PROBLEM DETAILS - List every line of the material that contains the string "white", matching case exactly.

[Point labeling dataset excerpts]

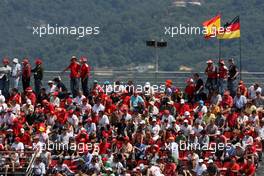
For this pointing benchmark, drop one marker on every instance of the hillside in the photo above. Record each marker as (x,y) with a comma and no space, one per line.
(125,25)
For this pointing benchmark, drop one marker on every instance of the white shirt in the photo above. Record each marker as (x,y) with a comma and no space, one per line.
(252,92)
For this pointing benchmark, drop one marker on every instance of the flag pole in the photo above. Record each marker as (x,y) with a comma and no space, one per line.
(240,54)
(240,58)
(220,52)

...

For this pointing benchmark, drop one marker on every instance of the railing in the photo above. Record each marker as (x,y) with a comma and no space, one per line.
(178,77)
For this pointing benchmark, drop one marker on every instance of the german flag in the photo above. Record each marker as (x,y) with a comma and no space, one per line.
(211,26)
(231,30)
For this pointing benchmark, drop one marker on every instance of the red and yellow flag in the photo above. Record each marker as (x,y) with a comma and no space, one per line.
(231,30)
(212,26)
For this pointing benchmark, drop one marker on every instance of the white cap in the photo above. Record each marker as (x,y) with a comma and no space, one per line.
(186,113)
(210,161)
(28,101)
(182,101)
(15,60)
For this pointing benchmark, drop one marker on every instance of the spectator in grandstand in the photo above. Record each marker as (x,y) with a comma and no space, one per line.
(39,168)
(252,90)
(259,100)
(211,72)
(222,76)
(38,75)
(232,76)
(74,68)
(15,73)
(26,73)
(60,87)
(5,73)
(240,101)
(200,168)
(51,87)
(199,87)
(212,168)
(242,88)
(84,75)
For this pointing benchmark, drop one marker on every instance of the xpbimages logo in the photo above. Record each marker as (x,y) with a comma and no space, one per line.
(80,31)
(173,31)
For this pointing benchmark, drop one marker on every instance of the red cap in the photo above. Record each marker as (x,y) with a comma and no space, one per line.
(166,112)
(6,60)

--

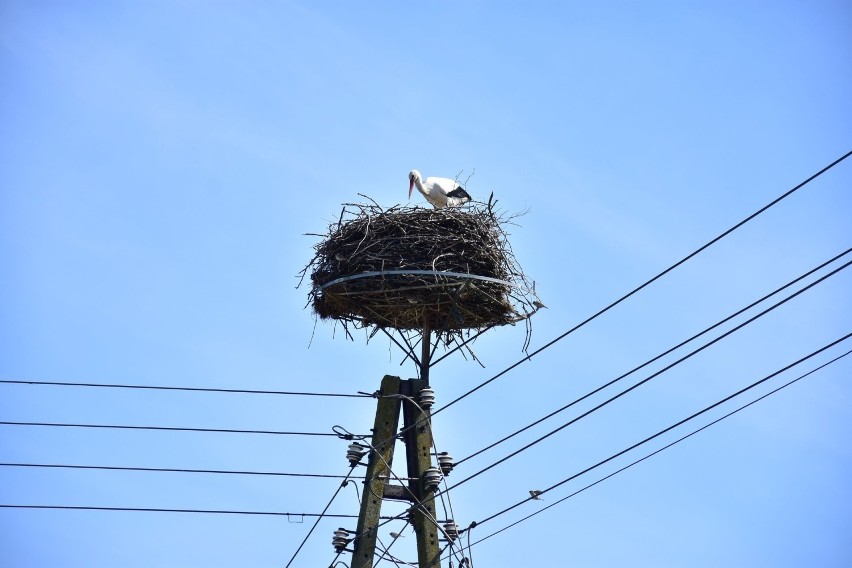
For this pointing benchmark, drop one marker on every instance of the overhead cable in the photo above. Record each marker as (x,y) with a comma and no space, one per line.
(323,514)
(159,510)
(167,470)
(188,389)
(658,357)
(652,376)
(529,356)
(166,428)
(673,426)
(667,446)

OUTPUT OF THE TASK -
For this pointing benchmark, drop one marker on every instance of the white shirt in the photo above. Record each marker as (x,y) with a comma and no space, one per line.
For this pointing benchmark, drop one marker on every instance of the white cap in the photo above. Record each marker as (x,y) with a comma and no space, one per line.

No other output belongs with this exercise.